§ **Exercise prompt**
Within the lines below, find those that hold the string "license" and copy each one.

Point localization data
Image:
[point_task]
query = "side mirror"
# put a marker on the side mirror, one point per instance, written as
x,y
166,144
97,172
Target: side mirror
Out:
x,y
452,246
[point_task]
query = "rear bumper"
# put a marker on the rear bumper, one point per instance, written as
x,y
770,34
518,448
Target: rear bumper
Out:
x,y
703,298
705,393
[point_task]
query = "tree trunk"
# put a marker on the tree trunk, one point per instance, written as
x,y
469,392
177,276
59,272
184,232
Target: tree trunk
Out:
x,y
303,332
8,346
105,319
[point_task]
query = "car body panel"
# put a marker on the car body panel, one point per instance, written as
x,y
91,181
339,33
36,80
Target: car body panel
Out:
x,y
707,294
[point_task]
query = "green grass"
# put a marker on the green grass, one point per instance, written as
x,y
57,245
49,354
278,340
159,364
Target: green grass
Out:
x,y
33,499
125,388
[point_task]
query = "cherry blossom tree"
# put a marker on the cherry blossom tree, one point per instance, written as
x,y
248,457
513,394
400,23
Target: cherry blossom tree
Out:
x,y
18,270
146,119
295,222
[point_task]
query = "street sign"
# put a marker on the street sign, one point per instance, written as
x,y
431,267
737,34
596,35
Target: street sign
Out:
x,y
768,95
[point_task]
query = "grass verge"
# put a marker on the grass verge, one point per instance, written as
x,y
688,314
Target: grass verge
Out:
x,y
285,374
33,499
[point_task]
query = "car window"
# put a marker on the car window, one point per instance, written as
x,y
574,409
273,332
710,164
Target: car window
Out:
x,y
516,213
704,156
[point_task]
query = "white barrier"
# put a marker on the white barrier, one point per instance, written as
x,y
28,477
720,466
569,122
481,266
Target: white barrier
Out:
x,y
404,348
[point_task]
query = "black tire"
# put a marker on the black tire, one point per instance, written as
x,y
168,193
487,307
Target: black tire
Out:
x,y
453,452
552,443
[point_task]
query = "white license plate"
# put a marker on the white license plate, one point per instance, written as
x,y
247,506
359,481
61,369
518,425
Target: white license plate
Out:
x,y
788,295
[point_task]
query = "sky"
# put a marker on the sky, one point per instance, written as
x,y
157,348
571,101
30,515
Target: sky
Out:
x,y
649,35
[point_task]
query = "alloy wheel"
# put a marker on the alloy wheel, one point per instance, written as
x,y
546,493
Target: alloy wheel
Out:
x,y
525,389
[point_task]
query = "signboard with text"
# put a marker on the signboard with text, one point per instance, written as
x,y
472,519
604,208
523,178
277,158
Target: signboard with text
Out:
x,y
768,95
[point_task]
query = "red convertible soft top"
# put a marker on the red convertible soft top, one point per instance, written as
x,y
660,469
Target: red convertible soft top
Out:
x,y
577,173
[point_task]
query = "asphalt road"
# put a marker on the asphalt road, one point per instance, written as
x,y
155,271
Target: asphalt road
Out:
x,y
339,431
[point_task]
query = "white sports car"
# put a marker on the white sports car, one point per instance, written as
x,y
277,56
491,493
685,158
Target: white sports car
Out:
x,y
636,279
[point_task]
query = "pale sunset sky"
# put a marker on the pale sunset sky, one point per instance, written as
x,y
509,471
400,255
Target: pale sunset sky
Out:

§ **Task response**
query = "white license plate"
# put a marker on the white license plate, one point per instance, written as
Target: white license plate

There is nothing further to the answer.